■ Supplied text:
☆ ☆ ☆

This infinite sum is true even if a trace experience terminates, say at $t = T$ ( $S_{T} \in T$ ) because we take $R_{i} = 0$ for all $i > T$ .

!python --version

Python 3.7.15

We make use of the approach and code used in http://web.stanford.edu/class/cme241/.

from __future__ import annotations
from typing import Tuple, Sequence, Iterator, List, TypeVar, Generic, overload, Mapping, Iterable, Callable
from dataclasses import dataclass
from abc import ABC, abstractmethod
import itertools as it
import inspect
import math
from pprint import pprint

Let us setup our Inventory problem again:

capacity: int = 2
poisson_lambda: float = 1.0
holding_cost: float = 1.0
stockout_cost: float = 10.0
si_mrp: SimpleInventoryMRPFinite = SimpleInventoryMRPFinite(
    capacity=capacity,
    poisson_lambda=poisson_lambda,
    holding_cost=holding_cost,
    stockout_cost=stockout_cost
)

Next we look at how we want to implement the simulation of experiences as stated above in code. The essential element is the TransitionStep:

@dataclass(frozen=True)

☆ ☆ ☆

■ Description of the task: Can you quote the part of the inventory simulation text between "This infinite sum" and "used in http://web.stanford.edu/class/cme241/.", inclusive?

☆ ☆ ☆

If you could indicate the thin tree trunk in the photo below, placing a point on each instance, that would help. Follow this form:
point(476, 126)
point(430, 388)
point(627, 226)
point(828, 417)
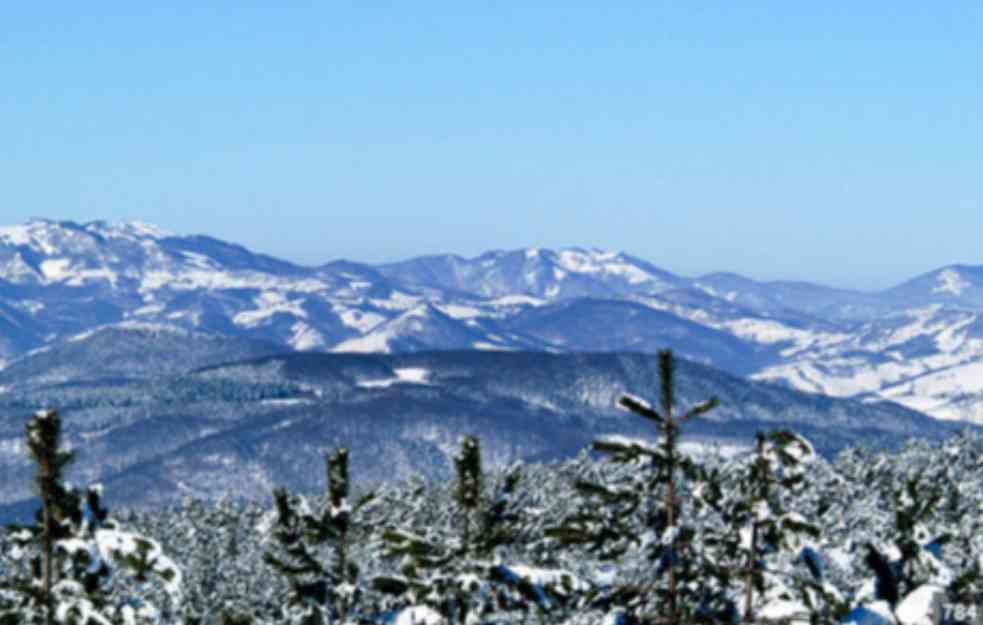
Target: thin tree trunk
point(752, 557)
point(47, 543)
point(671, 512)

☆ ☆ ☆

■ Solution:
This infinite sum is true even if a trace experience terminates, say at $t = T$ ( $S_{T} \in T$ ) because we take $R_{i} = 0$ for all $i > T$ .

!python --version

Python 3.7.15

We make use of the approach and code used in http://web.stanford.edu/class/cme241/.